REQUEST: The required output is the exact sequence of lines from the line holding "# test: mark one point on the car" to the end of the records, inclusive.

* Begin SUPPLIED ENTRIES *

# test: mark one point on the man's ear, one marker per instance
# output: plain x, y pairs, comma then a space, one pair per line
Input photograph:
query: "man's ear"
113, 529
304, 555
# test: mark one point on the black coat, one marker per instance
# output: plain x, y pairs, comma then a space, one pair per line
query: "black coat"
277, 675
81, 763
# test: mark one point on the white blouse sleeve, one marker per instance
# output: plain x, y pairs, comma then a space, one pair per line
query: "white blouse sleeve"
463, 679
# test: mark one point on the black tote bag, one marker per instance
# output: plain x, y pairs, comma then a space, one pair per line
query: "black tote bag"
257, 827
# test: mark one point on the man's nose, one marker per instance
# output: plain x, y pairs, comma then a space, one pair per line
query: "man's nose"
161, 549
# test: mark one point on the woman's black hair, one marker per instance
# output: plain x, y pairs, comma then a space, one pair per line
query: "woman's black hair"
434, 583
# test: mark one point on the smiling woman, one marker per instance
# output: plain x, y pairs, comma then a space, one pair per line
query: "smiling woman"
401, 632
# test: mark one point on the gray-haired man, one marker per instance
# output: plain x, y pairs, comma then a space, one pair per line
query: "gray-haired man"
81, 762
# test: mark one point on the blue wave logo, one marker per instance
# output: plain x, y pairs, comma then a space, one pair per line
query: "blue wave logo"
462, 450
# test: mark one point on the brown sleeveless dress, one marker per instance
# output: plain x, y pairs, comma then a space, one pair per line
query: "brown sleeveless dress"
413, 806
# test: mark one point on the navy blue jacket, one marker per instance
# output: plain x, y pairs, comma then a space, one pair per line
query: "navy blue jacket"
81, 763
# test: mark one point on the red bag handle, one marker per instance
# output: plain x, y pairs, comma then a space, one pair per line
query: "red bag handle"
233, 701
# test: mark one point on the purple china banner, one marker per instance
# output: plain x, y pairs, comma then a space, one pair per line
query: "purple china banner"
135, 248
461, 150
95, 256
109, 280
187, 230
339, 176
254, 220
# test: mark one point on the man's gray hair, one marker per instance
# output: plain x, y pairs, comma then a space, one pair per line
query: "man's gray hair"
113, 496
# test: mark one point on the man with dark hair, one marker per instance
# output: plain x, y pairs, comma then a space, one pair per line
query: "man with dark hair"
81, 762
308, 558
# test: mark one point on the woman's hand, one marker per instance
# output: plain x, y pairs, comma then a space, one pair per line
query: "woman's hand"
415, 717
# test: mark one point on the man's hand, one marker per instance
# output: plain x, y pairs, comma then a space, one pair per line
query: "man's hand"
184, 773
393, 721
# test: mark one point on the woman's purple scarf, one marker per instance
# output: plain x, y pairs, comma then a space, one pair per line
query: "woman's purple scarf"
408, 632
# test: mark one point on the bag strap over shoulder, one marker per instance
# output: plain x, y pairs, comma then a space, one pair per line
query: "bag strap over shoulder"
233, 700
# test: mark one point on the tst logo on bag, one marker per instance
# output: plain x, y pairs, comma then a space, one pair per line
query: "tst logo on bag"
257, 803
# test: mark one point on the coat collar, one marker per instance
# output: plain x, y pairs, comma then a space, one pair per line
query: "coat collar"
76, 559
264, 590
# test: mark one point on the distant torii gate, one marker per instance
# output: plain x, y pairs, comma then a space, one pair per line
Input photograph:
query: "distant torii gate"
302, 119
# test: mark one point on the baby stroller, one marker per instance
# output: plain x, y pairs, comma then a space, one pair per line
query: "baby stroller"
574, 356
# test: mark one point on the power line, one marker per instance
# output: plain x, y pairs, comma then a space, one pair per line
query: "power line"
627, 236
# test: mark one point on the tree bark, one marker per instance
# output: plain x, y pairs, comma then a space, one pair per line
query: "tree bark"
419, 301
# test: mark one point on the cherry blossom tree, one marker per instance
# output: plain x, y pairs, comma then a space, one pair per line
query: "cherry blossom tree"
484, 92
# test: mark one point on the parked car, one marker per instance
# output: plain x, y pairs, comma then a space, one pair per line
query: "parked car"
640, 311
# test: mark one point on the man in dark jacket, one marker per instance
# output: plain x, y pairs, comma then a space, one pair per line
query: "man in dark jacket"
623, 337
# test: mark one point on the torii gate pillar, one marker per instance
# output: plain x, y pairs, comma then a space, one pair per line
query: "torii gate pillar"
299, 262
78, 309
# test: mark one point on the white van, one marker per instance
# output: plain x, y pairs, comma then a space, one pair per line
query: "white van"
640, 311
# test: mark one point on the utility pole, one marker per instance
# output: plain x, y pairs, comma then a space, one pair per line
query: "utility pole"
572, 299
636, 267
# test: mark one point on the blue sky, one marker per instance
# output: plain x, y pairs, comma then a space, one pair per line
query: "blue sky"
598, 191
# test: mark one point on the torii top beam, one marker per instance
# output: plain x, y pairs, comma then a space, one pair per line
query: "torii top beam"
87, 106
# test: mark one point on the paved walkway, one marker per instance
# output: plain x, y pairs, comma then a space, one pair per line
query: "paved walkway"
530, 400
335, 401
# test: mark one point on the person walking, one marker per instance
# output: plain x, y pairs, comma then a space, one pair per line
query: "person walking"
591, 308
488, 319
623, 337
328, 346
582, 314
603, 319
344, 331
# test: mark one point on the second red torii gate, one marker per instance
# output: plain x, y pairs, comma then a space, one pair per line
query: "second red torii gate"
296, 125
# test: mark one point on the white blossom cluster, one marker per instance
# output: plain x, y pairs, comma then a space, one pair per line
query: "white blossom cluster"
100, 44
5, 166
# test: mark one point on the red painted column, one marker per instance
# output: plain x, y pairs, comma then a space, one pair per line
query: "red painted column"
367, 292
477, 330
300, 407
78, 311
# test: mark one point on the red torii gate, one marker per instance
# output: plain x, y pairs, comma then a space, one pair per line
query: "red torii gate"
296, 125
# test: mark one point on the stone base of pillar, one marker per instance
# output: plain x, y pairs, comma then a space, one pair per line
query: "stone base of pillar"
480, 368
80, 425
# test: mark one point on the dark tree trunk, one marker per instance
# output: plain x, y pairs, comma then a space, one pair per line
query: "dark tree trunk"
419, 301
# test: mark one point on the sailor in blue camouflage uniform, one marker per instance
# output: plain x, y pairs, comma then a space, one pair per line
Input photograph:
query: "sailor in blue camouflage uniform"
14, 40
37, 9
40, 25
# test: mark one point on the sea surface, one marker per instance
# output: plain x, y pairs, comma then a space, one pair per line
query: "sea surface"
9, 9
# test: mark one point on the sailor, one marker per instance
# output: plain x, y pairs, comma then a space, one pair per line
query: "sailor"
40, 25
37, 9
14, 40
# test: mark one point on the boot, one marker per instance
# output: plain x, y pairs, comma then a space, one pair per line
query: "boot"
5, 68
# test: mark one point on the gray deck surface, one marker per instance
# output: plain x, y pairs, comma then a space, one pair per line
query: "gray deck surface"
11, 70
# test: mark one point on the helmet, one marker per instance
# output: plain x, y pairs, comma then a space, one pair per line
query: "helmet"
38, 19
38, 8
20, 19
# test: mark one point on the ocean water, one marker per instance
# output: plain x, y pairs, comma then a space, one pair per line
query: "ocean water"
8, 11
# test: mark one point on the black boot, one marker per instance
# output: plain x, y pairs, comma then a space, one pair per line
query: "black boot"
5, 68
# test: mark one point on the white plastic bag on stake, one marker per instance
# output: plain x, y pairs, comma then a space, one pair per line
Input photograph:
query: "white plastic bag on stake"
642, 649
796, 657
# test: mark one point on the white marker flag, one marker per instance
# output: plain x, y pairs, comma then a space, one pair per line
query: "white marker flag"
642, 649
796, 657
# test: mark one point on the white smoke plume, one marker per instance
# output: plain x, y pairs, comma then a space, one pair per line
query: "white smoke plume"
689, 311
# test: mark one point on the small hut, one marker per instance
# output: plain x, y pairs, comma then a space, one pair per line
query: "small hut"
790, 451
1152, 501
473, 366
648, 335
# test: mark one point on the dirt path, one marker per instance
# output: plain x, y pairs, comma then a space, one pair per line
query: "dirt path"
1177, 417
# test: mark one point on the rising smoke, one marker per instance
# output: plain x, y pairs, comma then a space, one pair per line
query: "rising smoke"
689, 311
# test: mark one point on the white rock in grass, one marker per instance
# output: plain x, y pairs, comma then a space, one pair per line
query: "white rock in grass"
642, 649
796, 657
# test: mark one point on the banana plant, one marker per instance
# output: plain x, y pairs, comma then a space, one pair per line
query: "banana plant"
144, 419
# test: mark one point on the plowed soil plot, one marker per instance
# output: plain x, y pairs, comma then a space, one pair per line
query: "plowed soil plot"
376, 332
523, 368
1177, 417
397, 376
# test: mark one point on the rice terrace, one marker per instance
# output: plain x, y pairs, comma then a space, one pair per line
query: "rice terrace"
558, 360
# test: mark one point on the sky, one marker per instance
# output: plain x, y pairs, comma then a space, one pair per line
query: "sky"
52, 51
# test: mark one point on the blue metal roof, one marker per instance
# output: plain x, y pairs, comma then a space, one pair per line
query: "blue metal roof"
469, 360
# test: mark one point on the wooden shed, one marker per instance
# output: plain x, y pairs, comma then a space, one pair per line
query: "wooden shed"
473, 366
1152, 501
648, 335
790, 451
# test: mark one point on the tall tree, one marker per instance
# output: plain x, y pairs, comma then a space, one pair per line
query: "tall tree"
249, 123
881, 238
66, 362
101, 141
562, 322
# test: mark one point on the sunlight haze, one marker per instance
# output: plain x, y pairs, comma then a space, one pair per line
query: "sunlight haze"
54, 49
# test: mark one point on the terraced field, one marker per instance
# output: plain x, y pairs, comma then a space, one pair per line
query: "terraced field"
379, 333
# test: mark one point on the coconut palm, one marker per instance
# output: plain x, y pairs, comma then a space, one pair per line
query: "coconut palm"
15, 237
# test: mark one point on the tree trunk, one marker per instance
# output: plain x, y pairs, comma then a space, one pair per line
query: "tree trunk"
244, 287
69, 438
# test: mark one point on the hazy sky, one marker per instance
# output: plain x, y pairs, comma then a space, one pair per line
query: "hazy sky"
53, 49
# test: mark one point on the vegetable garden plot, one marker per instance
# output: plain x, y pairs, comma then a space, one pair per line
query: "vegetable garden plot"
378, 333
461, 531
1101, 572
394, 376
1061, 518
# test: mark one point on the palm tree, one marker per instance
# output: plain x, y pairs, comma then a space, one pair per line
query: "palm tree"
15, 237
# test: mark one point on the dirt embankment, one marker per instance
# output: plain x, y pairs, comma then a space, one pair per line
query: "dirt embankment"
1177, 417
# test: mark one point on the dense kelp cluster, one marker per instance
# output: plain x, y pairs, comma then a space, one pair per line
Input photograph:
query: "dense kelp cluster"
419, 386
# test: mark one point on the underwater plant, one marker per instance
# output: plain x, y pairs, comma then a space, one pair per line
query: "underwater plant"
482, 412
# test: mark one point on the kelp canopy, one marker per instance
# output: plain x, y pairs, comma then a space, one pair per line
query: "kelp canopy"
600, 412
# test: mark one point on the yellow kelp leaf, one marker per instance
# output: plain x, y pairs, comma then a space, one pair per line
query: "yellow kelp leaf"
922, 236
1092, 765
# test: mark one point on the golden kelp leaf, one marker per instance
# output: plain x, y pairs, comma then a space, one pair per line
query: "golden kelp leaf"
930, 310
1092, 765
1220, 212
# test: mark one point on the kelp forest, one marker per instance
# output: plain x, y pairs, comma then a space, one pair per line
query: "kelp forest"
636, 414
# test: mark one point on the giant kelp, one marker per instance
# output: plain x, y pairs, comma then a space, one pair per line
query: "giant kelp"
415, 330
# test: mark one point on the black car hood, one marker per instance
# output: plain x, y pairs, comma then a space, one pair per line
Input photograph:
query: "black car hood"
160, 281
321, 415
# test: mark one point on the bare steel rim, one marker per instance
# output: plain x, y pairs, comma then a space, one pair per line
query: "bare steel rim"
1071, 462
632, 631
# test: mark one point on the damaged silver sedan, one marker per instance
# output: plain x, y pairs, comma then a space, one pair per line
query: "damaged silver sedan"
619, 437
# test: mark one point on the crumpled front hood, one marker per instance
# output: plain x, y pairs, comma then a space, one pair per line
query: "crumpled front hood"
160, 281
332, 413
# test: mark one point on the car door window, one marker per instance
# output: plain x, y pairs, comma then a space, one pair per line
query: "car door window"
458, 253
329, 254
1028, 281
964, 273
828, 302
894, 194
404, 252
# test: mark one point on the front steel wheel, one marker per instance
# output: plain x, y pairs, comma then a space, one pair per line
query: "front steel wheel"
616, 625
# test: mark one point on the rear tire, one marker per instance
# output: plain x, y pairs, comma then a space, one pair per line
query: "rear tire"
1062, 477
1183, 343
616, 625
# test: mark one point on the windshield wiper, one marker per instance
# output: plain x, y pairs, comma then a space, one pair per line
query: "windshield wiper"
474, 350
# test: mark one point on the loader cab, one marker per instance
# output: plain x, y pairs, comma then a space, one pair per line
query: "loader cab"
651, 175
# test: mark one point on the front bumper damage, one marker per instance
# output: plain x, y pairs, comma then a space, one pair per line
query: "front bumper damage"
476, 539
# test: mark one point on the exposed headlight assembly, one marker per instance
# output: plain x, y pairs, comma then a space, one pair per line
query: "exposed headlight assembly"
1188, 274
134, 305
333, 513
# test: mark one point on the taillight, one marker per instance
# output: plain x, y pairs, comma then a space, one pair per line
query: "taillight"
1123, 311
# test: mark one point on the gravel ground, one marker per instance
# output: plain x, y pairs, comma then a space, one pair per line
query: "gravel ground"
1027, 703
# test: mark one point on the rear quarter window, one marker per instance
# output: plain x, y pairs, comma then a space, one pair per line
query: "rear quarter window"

* End SUPPLIED ENTRIES *

THE OUTPUT:
# test: mark one point on the car door window, one marker per instance
# output: plain x, y pairs, comma then a space, one pair per line
query: "car door window"
458, 253
329, 254
1028, 281
964, 273
828, 302
894, 194
404, 252
# test: mark one point on the front steel wheel, one marker per instance
# output: plain x, y pairs, comma then a space, one pair per line
query: "front steel wheel"
616, 625
# test: mark one point on the rear tire, one marker per instance
# output: plain x, y pairs, comma then a space, one pair per line
query: "rear tire"
1062, 477
1183, 343
616, 625
# test: mark one point on the windshield wiper, one marker per instance
# output: plain x, y pairs, comma then a space, one pair per line
query: "windshield wiper"
474, 350
# test: mark one point on the loader cab, one marker per instance
# output: plain x, y pairs, comma then a space, one pair per line
query: "loader cab"
651, 175
# test: mark one point on the front bumper damage, one marker per instance
# output: plain x, y pairs, comma then a space, one pair per line
query: "front bumper damage"
476, 539
# test: mark one point on the exposed headlight assembly, one marker per instance
# output: plain x, y pairs, comma then a space, one pair per line
query: "exposed headlight assembly"
1188, 274
134, 305
333, 513
# test: mark one point on the taillight, one marker per instance
# output: plain x, y pairs, comma then a space, one pair per line
query: "taillight"
1123, 311
# test: mark one point on the gravel ground, one marker per instance
# output: plain x, y pairs, comma then a space, one pair per line
query: "gravel ground"
1027, 703
# test: mark one point on the rear quarter window, one marker per instance
# output: plain x, y pairs, comma then a space, one pair per line
query: "rear quarter window"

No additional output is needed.